• [Excerpt provided]:
— begin —

9.1 Recursive Sorting Algorithms#
This week we’re switching gears a little bit. For the bulk of the course we’ve talked about different abstract data types and the data structures we use to implement them. Now, we’re going to talk about one very specific data-processing operation, which is one of the most fundamental in computer science: sorting. Just as we saw multiple data structures that could be used to represent the same ADT, we’ll look at a few different ways to implement sorting.
You’ve studied sorting before in CSC108; all of the basic sorting algorithms you probably saw—bubblesort, selection sort, insertion sort—were iterative, meaning they involved multiple loops through the list.[1] You probably also talked about how their running time was quadratic in the size of the list, so each of these algorithms sorts a list of size \(n\) in \(O(n^2)\) steps. (Why? Briefly, each involves \(n\) different loops, where each loop has between 1 and \(n\) iterations, and \(1 + 2 + 3 + \cdots + n = \frac{n(n+1)}{2}\).)
In this lecture, we’re going to use recursion to develop two faster sorting algorithms, mergesort and quicksort. These are both recursive divide-and-conquer algorithms, which is a general class of algorithms that use the following steps:
Split up the input into two or more parts.
Recurse on each part separately.
Combine the results of the previous step into a single result.
Where these two algorithms differ is in the splitting and combining: mergesort does the “hard” (algorithmically complex) work in the combine step, and quicksort does it in the divide step.
Mergesort#
The first algorithm we’ll study is called mergesort, and takes the “divide-and-conquer” philosophy very literally. The basic idea of this algorithm is that it divides its input list into two halves, recursively sorts each half, and then merges each sorted half into the final sorted list.
def mergesort(lst: list) -> list:
"""Return a sorted list with the same elements as <lst>.
This is a *non-mutating* version of mergesort; it does not mutate the
input list.
"""
if len(lst) < 2:
return lst[:]
else:
# Divide the list into two parts, and sort them recursively.
mid = len(lst) // 2
left_sorted = mergesort(lst[:mid])

— end —

• [Set exercise 1]:
Scale the rows below that follow the text on sorting algorithms: rewrite every line, including the request, and multiply each answer coordinate by 1.7, rounding to whole numbers with halves rounded up. Keep the sample coordinates in the request unchanged, and leave the picture out of your response.
The text on sorting algorithms and the rows that come after it are unrelated material.

• [Working data]:
— begin —

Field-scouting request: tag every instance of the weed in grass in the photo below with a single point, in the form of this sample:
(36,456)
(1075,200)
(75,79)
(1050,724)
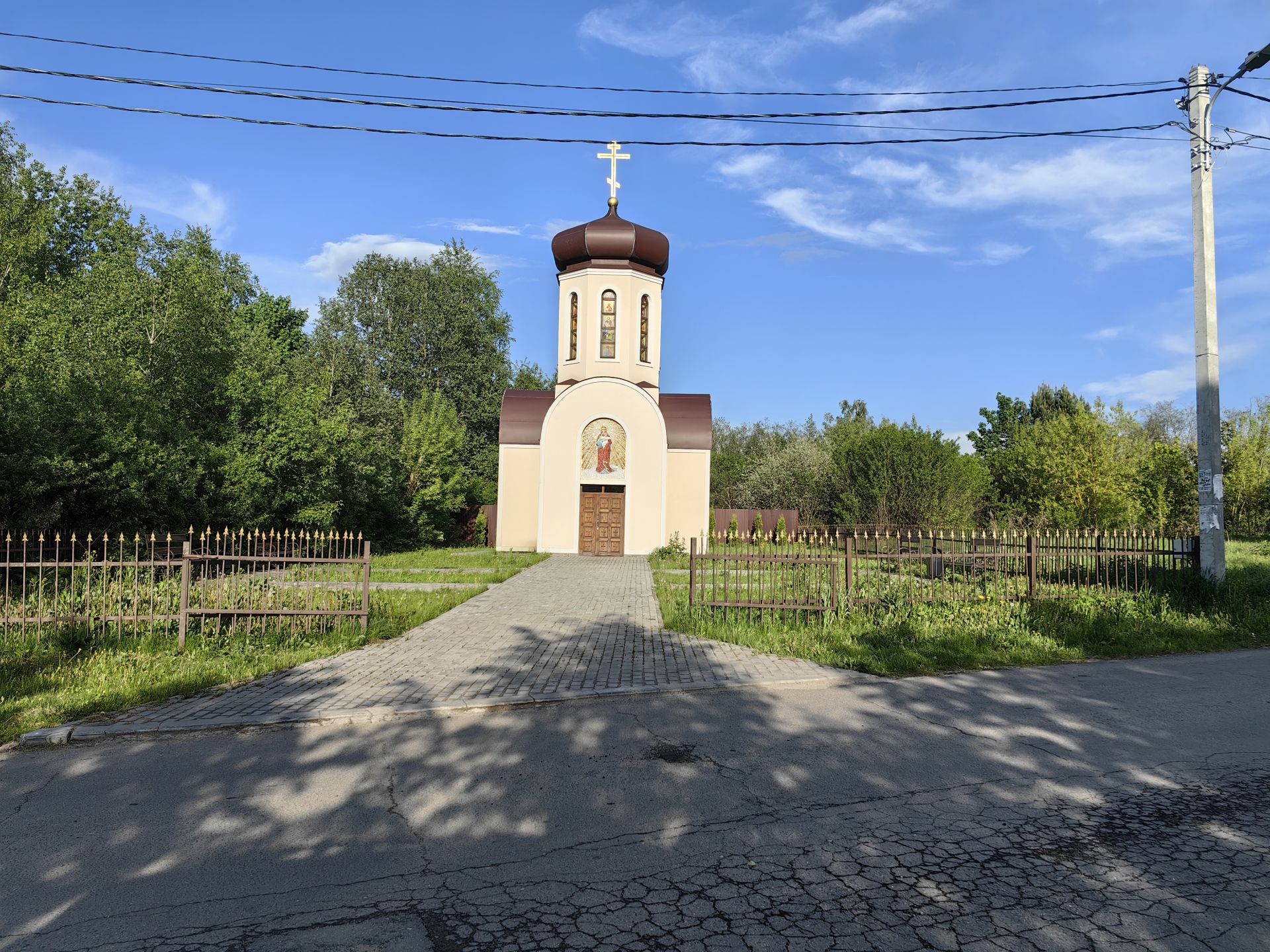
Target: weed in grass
(898,637)
(456,559)
(66,674)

— end —

• [Set exercise 2]:
Reproduce the passage of the text on sorting algorithms from "Where these two" to "the divide step.", word for word.

• [Written response 1]:
Field-scouting request: tag every instance of the weed in grass in the photo below with a single point, in the form of this sample:
(36,456)
(1075,200)
(75,79)
(1050,724)
Target: weed in grass
(1527,1083)
(775,950)
(112,1146)

• [Written response 2]:
Where these two algorithms differ is in the splitting and combining: mergesort does the “hard” (algorithmically complex) work in the combine step, and quicksort does it in the divide step.